> **Task statement**:
Look through the records that follow. Copy every line containing the word "grass".

[Spatial localization data]
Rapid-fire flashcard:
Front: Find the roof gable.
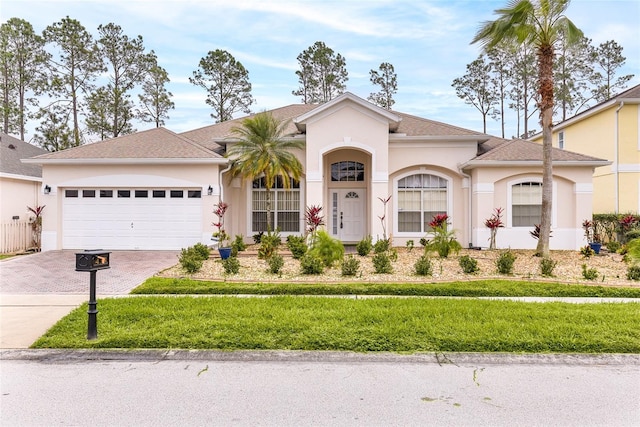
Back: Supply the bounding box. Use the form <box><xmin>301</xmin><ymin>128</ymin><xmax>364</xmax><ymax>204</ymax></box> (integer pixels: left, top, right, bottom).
<box><xmin>294</xmin><ymin>92</ymin><xmax>401</xmax><ymax>132</ymax></box>
<box><xmin>28</xmin><ymin>127</ymin><xmax>223</xmax><ymax>162</ymax></box>
<box><xmin>0</xmin><ymin>132</ymin><xmax>47</xmax><ymax>177</ymax></box>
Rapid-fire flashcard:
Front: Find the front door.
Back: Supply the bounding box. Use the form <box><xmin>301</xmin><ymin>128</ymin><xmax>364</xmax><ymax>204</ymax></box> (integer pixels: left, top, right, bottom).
<box><xmin>331</xmin><ymin>189</ymin><xmax>365</xmax><ymax>242</ymax></box>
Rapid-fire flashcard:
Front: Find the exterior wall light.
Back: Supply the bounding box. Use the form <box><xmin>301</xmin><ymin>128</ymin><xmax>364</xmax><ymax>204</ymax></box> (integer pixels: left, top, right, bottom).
<box><xmin>207</xmin><ymin>185</ymin><xmax>213</xmax><ymax>196</ymax></box>
<box><xmin>44</xmin><ymin>185</ymin><xmax>51</xmax><ymax>194</ymax></box>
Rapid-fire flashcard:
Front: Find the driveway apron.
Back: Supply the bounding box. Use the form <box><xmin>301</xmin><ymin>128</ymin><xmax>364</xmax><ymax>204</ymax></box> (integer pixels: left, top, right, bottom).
<box><xmin>0</xmin><ymin>250</ymin><xmax>178</xmax><ymax>348</ymax></box>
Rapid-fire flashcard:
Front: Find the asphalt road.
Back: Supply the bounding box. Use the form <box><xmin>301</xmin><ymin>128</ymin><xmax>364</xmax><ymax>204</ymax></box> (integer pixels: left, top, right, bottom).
<box><xmin>1</xmin><ymin>351</ymin><xmax>639</xmax><ymax>426</ymax></box>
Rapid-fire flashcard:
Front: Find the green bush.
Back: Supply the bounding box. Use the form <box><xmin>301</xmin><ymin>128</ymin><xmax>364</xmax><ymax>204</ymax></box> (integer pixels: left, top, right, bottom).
<box><xmin>372</xmin><ymin>252</ymin><xmax>393</xmax><ymax>274</ymax></box>
<box><xmin>179</xmin><ymin>248</ymin><xmax>203</xmax><ymax>274</ymax></box>
<box><xmin>423</xmin><ymin>226</ymin><xmax>462</xmax><ymax>258</ymax></box>
<box><xmin>192</xmin><ymin>243</ymin><xmax>211</xmax><ymax>260</ymax></box>
<box><xmin>496</xmin><ymin>249</ymin><xmax>516</xmax><ymax>275</ymax></box>
<box><xmin>286</xmin><ymin>235</ymin><xmax>308</xmax><ymax>260</ymax></box>
<box><xmin>222</xmin><ymin>256</ymin><xmax>240</xmax><ymax>275</ymax></box>
<box><xmin>625</xmin><ymin>230</ymin><xmax>640</xmax><ymax>241</ymax></box>
<box><xmin>267</xmin><ymin>254</ymin><xmax>284</xmax><ymax>274</ymax></box>
<box><xmin>581</xmin><ymin>264</ymin><xmax>598</xmax><ymax>280</ymax></box>
<box><xmin>540</xmin><ymin>257</ymin><xmax>557</xmax><ymax>277</ymax></box>
<box><xmin>406</xmin><ymin>240</ymin><xmax>415</xmax><ymax>252</ymax></box>
<box><xmin>606</xmin><ymin>240</ymin><xmax>621</xmax><ymax>253</ymax></box>
<box><xmin>300</xmin><ymin>253</ymin><xmax>324</xmax><ymax>275</ymax></box>
<box><xmin>459</xmin><ymin>255</ymin><xmax>479</xmax><ymax>274</ymax></box>
<box><xmin>414</xmin><ymin>255</ymin><xmax>433</xmax><ymax>276</ymax></box>
<box><xmin>258</xmin><ymin>230</ymin><xmax>281</xmax><ymax>260</ymax></box>
<box><xmin>627</xmin><ymin>265</ymin><xmax>640</xmax><ymax>281</ymax></box>
<box><xmin>252</xmin><ymin>232</ymin><xmax>264</xmax><ymax>244</ymax></box>
<box><xmin>373</xmin><ymin>238</ymin><xmax>390</xmax><ymax>254</ymax></box>
<box><xmin>308</xmin><ymin>230</ymin><xmax>344</xmax><ymax>267</ymax></box>
<box><xmin>341</xmin><ymin>255</ymin><xmax>360</xmax><ymax>276</ymax></box>
<box><xmin>232</xmin><ymin>235</ymin><xmax>247</xmax><ymax>252</ymax></box>
<box><xmin>356</xmin><ymin>235</ymin><xmax>373</xmax><ymax>256</ymax></box>
<box><xmin>580</xmin><ymin>245</ymin><xmax>595</xmax><ymax>258</ymax></box>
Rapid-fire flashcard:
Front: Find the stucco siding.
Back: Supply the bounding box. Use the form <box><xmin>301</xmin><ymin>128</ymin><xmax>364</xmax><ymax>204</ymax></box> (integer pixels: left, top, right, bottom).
<box><xmin>0</xmin><ymin>177</ymin><xmax>42</xmax><ymax>222</ymax></box>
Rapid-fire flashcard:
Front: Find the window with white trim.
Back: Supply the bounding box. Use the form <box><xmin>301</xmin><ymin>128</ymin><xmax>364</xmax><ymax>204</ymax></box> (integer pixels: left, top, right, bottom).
<box><xmin>252</xmin><ymin>176</ymin><xmax>300</xmax><ymax>232</ymax></box>
<box><xmin>512</xmin><ymin>182</ymin><xmax>542</xmax><ymax>226</ymax></box>
<box><xmin>397</xmin><ymin>173</ymin><xmax>448</xmax><ymax>232</ymax></box>
<box><xmin>558</xmin><ymin>131</ymin><xmax>564</xmax><ymax>149</ymax></box>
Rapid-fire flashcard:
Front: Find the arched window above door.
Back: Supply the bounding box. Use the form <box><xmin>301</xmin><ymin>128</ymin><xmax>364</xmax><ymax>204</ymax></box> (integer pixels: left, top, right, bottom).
<box><xmin>331</xmin><ymin>161</ymin><xmax>364</xmax><ymax>182</ymax></box>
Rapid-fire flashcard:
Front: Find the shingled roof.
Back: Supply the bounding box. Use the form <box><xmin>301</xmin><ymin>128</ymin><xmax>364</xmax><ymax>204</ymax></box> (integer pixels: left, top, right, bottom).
<box><xmin>0</xmin><ymin>132</ymin><xmax>47</xmax><ymax>178</ymax></box>
<box><xmin>26</xmin><ymin>127</ymin><xmax>224</xmax><ymax>163</ymax></box>
<box><xmin>462</xmin><ymin>138</ymin><xmax>610</xmax><ymax>169</ymax></box>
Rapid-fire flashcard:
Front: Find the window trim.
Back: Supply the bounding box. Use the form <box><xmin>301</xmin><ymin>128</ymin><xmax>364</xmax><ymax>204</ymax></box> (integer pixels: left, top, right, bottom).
<box><xmin>393</xmin><ymin>170</ymin><xmax>453</xmax><ymax>237</ymax></box>
<box><xmin>558</xmin><ymin>131</ymin><xmax>564</xmax><ymax>149</ymax></box>
<box><xmin>507</xmin><ymin>177</ymin><xmax>557</xmax><ymax>228</ymax></box>
<box><xmin>246</xmin><ymin>176</ymin><xmax>305</xmax><ymax>235</ymax></box>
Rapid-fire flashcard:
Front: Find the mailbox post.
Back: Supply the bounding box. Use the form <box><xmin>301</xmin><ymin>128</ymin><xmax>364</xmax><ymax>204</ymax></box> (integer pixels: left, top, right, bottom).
<box><xmin>75</xmin><ymin>250</ymin><xmax>110</xmax><ymax>340</ymax></box>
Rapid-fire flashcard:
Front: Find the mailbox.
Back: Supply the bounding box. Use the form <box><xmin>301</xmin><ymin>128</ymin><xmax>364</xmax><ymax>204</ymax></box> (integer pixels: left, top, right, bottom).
<box><xmin>75</xmin><ymin>250</ymin><xmax>111</xmax><ymax>272</ymax></box>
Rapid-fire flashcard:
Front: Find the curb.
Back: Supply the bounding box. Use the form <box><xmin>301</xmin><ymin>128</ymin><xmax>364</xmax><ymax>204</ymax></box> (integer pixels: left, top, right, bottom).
<box><xmin>2</xmin><ymin>349</ymin><xmax>639</xmax><ymax>365</ymax></box>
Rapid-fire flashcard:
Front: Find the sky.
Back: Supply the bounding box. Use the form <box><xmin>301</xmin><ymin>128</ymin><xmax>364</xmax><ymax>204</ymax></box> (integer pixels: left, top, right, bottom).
<box><xmin>2</xmin><ymin>0</ymin><xmax>639</xmax><ymax>141</ymax></box>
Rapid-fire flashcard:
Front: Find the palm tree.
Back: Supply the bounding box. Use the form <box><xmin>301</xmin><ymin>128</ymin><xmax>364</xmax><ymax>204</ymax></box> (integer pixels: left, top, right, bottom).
<box><xmin>472</xmin><ymin>0</ymin><xmax>583</xmax><ymax>257</ymax></box>
<box><xmin>226</xmin><ymin>111</ymin><xmax>305</xmax><ymax>232</ymax></box>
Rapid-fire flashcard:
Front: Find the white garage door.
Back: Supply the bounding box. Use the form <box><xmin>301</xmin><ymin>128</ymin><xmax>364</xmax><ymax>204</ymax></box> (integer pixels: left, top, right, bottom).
<box><xmin>63</xmin><ymin>188</ymin><xmax>203</xmax><ymax>250</ymax></box>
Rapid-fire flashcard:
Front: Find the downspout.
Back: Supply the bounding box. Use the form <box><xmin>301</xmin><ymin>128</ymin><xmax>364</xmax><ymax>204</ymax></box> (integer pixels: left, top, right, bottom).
<box><xmin>218</xmin><ymin>161</ymin><xmax>232</xmax><ymax>203</ymax></box>
<box><xmin>614</xmin><ymin>101</ymin><xmax>624</xmax><ymax>214</ymax></box>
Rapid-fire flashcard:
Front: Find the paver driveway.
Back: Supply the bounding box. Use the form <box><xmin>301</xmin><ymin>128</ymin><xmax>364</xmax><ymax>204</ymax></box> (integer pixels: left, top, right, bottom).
<box><xmin>0</xmin><ymin>250</ymin><xmax>179</xmax><ymax>295</ymax></box>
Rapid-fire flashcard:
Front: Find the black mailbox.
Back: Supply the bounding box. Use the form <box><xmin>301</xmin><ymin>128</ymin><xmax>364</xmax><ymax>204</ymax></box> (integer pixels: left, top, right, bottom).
<box><xmin>75</xmin><ymin>250</ymin><xmax>111</xmax><ymax>271</ymax></box>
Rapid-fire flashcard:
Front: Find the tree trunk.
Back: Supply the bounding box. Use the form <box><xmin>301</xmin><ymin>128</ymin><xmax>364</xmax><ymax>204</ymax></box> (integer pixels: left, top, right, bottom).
<box><xmin>535</xmin><ymin>44</ymin><xmax>554</xmax><ymax>258</ymax></box>
<box><xmin>265</xmin><ymin>187</ymin><xmax>272</xmax><ymax>232</ymax></box>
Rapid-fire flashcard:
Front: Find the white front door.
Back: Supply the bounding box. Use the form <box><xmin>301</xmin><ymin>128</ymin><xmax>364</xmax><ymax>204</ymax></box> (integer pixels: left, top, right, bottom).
<box><xmin>331</xmin><ymin>189</ymin><xmax>365</xmax><ymax>242</ymax></box>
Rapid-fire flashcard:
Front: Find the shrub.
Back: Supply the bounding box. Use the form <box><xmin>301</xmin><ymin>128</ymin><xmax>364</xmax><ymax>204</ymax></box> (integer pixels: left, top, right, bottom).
<box><xmin>222</xmin><ymin>256</ymin><xmax>240</xmax><ymax>275</ymax></box>
<box><xmin>252</xmin><ymin>232</ymin><xmax>264</xmax><ymax>244</ymax></box>
<box><xmin>300</xmin><ymin>253</ymin><xmax>324</xmax><ymax>275</ymax></box>
<box><xmin>540</xmin><ymin>257</ymin><xmax>557</xmax><ymax>277</ymax></box>
<box><xmin>419</xmin><ymin>237</ymin><xmax>429</xmax><ymax>247</ymax></box>
<box><xmin>341</xmin><ymin>255</ymin><xmax>360</xmax><ymax>276</ymax></box>
<box><xmin>232</xmin><ymin>235</ymin><xmax>247</xmax><ymax>252</ymax></box>
<box><xmin>459</xmin><ymin>255</ymin><xmax>479</xmax><ymax>274</ymax></box>
<box><xmin>581</xmin><ymin>264</ymin><xmax>598</xmax><ymax>280</ymax></box>
<box><xmin>192</xmin><ymin>243</ymin><xmax>211</xmax><ymax>260</ymax></box>
<box><xmin>373</xmin><ymin>238</ymin><xmax>390</xmax><ymax>254</ymax></box>
<box><xmin>606</xmin><ymin>241</ymin><xmax>621</xmax><ymax>253</ymax></box>
<box><xmin>406</xmin><ymin>240</ymin><xmax>414</xmax><ymax>252</ymax></box>
<box><xmin>356</xmin><ymin>235</ymin><xmax>373</xmax><ymax>256</ymax></box>
<box><xmin>496</xmin><ymin>249</ymin><xmax>516</xmax><ymax>275</ymax></box>
<box><xmin>423</xmin><ymin>226</ymin><xmax>461</xmax><ymax>258</ymax></box>
<box><xmin>625</xmin><ymin>229</ymin><xmax>640</xmax><ymax>241</ymax></box>
<box><xmin>308</xmin><ymin>230</ymin><xmax>344</xmax><ymax>267</ymax></box>
<box><xmin>627</xmin><ymin>265</ymin><xmax>640</xmax><ymax>281</ymax></box>
<box><xmin>267</xmin><ymin>254</ymin><xmax>284</xmax><ymax>274</ymax></box>
<box><xmin>372</xmin><ymin>252</ymin><xmax>393</xmax><ymax>274</ymax></box>
<box><xmin>286</xmin><ymin>235</ymin><xmax>308</xmax><ymax>260</ymax></box>
<box><xmin>580</xmin><ymin>245</ymin><xmax>595</xmax><ymax>258</ymax></box>
<box><xmin>258</xmin><ymin>230</ymin><xmax>281</xmax><ymax>260</ymax></box>
<box><xmin>179</xmin><ymin>247</ymin><xmax>203</xmax><ymax>273</ymax></box>
<box><xmin>414</xmin><ymin>255</ymin><xmax>433</xmax><ymax>276</ymax></box>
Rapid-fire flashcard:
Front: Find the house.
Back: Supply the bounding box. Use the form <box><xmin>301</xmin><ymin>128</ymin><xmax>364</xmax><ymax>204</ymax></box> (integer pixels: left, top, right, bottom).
<box><xmin>529</xmin><ymin>84</ymin><xmax>640</xmax><ymax>214</ymax></box>
<box><xmin>24</xmin><ymin>92</ymin><xmax>609</xmax><ymax>252</ymax></box>
<box><xmin>0</xmin><ymin>133</ymin><xmax>48</xmax><ymax>252</ymax></box>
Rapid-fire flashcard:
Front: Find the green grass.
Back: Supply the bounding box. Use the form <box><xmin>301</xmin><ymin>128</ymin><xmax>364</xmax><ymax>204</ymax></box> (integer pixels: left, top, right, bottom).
<box><xmin>0</xmin><ymin>254</ymin><xmax>17</xmax><ymax>260</ymax></box>
<box><xmin>32</xmin><ymin>296</ymin><xmax>640</xmax><ymax>353</ymax></box>
<box><xmin>132</xmin><ymin>277</ymin><xmax>640</xmax><ymax>298</ymax></box>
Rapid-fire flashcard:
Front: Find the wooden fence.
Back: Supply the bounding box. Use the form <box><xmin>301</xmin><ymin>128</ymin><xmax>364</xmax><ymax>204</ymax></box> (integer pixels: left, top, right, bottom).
<box><xmin>1</xmin><ymin>221</ymin><xmax>32</xmax><ymax>253</ymax></box>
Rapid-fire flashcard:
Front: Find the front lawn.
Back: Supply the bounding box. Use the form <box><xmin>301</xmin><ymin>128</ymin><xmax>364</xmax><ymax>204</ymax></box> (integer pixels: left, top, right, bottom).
<box><xmin>32</xmin><ymin>296</ymin><xmax>640</xmax><ymax>353</ymax></box>
<box><xmin>132</xmin><ymin>277</ymin><xmax>640</xmax><ymax>298</ymax></box>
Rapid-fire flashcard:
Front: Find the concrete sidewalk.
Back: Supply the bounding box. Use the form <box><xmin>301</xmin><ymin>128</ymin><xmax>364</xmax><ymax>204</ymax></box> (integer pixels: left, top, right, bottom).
<box><xmin>0</xmin><ymin>294</ymin><xmax>87</xmax><ymax>348</ymax></box>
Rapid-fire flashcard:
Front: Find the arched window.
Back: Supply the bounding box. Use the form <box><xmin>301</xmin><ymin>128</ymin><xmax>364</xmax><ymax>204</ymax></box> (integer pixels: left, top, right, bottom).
<box><xmin>251</xmin><ymin>176</ymin><xmax>300</xmax><ymax>232</ymax></box>
<box><xmin>331</xmin><ymin>161</ymin><xmax>364</xmax><ymax>181</ymax></box>
<box><xmin>512</xmin><ymin>182</ymin><xmax>542</xmax><ymax>227</ymax></box>
<box><xmin>397</xmin><ymin>173</ymin><xmax>448</xmax><ymax>232</ymax></box>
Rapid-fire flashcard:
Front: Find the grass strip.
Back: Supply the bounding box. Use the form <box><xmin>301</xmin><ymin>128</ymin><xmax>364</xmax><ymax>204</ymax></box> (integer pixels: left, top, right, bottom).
<box><xmin>132</xmin><ymin>277</ymin><xmax>640</xmax><ymax>298</ymax></box>
<box><xmin>32</xmin><ymin>296</ymin><xmax>640</xmax><ymax>353</ymax></box>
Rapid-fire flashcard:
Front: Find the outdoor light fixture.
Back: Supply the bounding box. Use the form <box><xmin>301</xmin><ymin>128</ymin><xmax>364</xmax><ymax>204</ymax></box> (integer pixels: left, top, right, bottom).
<box><xmin>207</xmin><ymin>185</ymin><xmax>213</xmax><ymax>196</ymax></box>
<box><xmin>44</xmin><ymin>185</ymin><xmax>51</xmax><ymax>194</ymax></box>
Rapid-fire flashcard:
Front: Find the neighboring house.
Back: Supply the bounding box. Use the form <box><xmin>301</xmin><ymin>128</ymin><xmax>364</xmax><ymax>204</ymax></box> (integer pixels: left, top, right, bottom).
<box><xmin>24</xmin><ymin>92</ymin><xmax>609</xmax><ymax>252</ymax></box>
<box><xmin>530</xmin><ymin>84</ymin><xmax>640</xmax><ymax>214</ymax></box>
<box><xmin>0</xmin><ymin>133</ymin><xmax>48</xmax><ymax>252</ymax></box>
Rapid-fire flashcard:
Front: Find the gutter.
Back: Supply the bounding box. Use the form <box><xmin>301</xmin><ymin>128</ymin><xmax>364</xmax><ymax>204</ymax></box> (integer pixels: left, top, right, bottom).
<box><xmin>614</xmin><ymin>101</ymin><xmax>624</xmax><ymax>214</ymax></box>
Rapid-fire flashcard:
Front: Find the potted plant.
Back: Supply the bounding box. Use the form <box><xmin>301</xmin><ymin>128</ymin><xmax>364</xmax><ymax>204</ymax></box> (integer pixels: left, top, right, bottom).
<box><xmin>213</xmin><ymin>202</ymin><xmax>232</xmax><ymax>259</ymax></box>
<box><xmin>582</xmin><ymin>219</ymin><xmax>602</xmax><ymax>254</ymax></box>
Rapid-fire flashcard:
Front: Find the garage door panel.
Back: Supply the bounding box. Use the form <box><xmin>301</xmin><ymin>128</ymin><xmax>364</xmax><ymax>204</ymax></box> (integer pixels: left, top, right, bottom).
<box><xmin>63</xmin><ymin>188</ymin><xmax>202</xmax><ymax>250</ymax></box>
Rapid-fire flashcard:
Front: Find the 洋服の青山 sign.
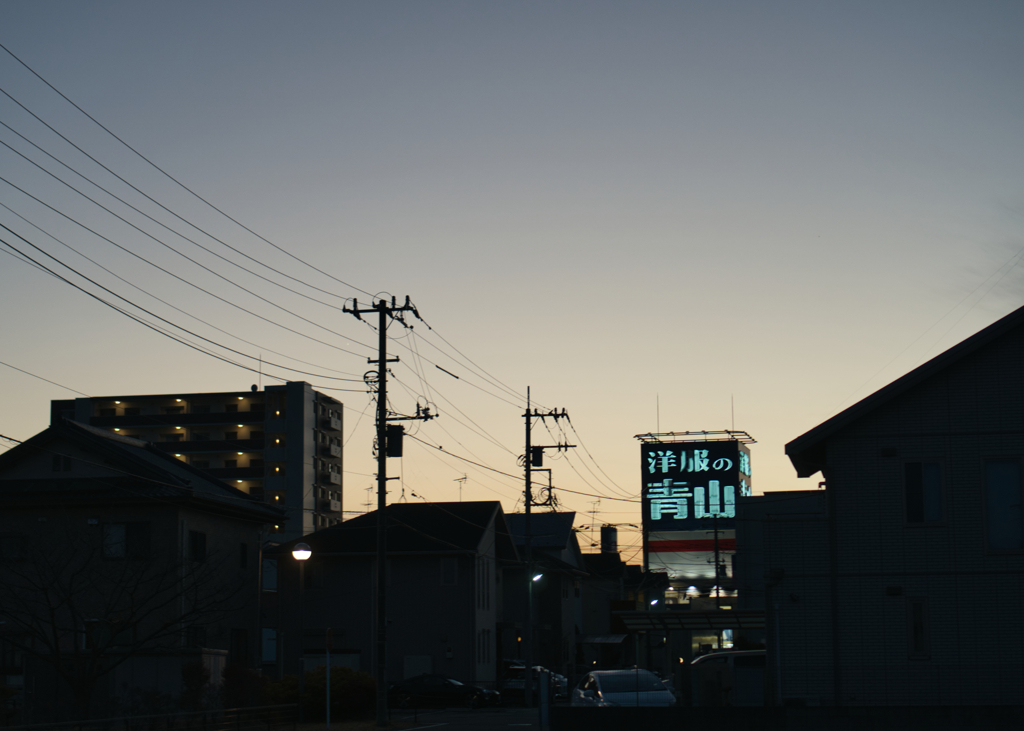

> **Output for this exercise**:
Front: Find the green grass.
Front: Find the grass strip.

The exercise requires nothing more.